[Excerpts from a detection dataset]

───

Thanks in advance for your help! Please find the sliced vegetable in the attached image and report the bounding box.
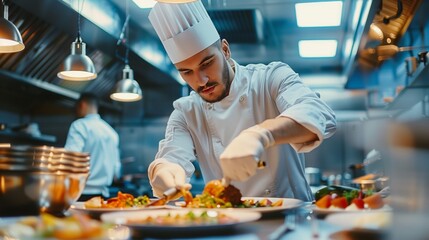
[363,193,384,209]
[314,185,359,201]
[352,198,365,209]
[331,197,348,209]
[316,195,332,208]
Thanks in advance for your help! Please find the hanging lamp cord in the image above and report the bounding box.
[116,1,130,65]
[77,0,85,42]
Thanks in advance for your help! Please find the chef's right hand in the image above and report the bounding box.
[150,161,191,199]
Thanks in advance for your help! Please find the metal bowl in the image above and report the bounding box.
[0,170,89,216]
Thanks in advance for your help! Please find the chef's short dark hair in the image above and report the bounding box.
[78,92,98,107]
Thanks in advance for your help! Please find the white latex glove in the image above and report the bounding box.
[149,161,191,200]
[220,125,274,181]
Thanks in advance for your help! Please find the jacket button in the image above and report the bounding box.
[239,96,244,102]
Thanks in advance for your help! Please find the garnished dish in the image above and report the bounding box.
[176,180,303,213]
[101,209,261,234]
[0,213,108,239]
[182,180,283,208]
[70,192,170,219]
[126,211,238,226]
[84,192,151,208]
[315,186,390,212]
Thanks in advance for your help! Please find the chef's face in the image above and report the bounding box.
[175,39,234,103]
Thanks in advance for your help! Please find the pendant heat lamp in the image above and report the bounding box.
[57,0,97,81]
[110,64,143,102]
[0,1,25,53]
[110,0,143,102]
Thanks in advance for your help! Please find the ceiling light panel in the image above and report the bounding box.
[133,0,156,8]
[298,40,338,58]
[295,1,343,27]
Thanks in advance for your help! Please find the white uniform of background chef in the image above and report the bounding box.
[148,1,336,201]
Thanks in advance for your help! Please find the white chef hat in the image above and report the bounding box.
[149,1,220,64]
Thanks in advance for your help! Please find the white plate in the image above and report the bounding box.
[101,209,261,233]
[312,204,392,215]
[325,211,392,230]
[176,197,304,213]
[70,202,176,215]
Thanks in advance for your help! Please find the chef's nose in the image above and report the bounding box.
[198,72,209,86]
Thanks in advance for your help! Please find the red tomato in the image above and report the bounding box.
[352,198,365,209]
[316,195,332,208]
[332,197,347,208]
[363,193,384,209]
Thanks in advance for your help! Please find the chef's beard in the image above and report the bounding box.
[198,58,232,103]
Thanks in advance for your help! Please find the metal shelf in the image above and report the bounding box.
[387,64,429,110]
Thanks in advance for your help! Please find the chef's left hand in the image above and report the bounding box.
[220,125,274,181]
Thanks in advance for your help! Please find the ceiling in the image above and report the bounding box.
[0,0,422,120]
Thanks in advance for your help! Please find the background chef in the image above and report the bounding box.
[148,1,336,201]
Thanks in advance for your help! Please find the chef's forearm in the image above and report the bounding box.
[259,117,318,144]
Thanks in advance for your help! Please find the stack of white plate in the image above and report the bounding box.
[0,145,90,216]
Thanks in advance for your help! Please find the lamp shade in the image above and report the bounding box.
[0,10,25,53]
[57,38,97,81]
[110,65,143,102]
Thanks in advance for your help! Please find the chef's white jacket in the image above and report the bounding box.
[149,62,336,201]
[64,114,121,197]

───

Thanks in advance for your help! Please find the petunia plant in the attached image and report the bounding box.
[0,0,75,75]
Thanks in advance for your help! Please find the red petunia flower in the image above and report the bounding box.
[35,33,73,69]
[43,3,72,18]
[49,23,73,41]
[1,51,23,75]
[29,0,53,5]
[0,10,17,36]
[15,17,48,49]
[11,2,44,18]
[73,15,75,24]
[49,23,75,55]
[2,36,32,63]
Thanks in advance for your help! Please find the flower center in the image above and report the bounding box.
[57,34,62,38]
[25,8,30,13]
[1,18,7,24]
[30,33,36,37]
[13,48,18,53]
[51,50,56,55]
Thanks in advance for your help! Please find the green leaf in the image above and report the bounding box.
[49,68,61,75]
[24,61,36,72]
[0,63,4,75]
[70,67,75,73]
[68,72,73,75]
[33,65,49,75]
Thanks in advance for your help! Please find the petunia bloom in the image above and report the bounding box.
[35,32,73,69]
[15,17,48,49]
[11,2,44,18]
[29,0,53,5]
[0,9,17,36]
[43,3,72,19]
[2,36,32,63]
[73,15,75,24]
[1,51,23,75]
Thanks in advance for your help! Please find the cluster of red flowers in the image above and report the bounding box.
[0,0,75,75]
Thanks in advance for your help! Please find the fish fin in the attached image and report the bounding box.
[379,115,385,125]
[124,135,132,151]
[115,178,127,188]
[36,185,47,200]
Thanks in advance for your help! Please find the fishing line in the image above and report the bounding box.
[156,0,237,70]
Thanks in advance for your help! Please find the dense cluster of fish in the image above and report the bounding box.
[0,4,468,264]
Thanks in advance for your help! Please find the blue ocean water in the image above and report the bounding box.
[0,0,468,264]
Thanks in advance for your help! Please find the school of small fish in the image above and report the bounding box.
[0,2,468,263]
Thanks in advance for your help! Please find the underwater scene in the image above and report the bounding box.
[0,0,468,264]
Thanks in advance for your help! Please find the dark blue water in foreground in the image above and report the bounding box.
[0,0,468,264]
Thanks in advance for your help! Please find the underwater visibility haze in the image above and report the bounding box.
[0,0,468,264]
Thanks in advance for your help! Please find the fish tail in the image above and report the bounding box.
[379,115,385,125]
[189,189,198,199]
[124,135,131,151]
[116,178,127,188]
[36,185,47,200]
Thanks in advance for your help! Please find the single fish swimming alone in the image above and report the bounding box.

───

• Task to carry out: Please copy out the lines from the line with "Thanks in advance for your help! Please find the sliced" to the line with "[315,186,390,212]", swapping "garnished dish" out for "plated meal" and leaving everything else unchanged. Omit the pictures.

• Task answer:
Thanks in advance for your help! Please find the sliced vegetable in the attached image and report the bounding box.
[363,193,384,209]
[314,185,359,201]
[352,198,365,209]
[331,197,348,209]
[316,195,332,208]
Thanks in advance for your help! Please find the hanging lamp cord in the image above and report the bounding box.
[116,1,130,65]
[77,0,85,42]
Thanks in advance for your help! Please find the chef's right hand in the image above and report the bounding box.
[150,161,191,199]
Thanks in advance for your help! Please find the metal bowl in the image above and report the bounding box.
[0,170,89,216]
Thanks in advance for your help! Please find the chef's short dark hair in the image above and report the bounding box.
[78,92,98,107]
Thanks in advance for your help! Please find the white latex glove in the image above and report the bounding box.
[149,161,191,200]
[220,125,274,181]
Thanks in advance for your help! Please find the jacket button in the image above and report the bounding box.
[239,96,244,102]
Thanks in advance for your help! Please find the plated meal in the image above and report the bounding box.
[176,180,303,213]
[101,209,261,234]
[0,213,108,239]
[182,180,283,208]
[70,192,170,219]
[126,211,238,226]
[84,192,151,208]
[315,186,390,212]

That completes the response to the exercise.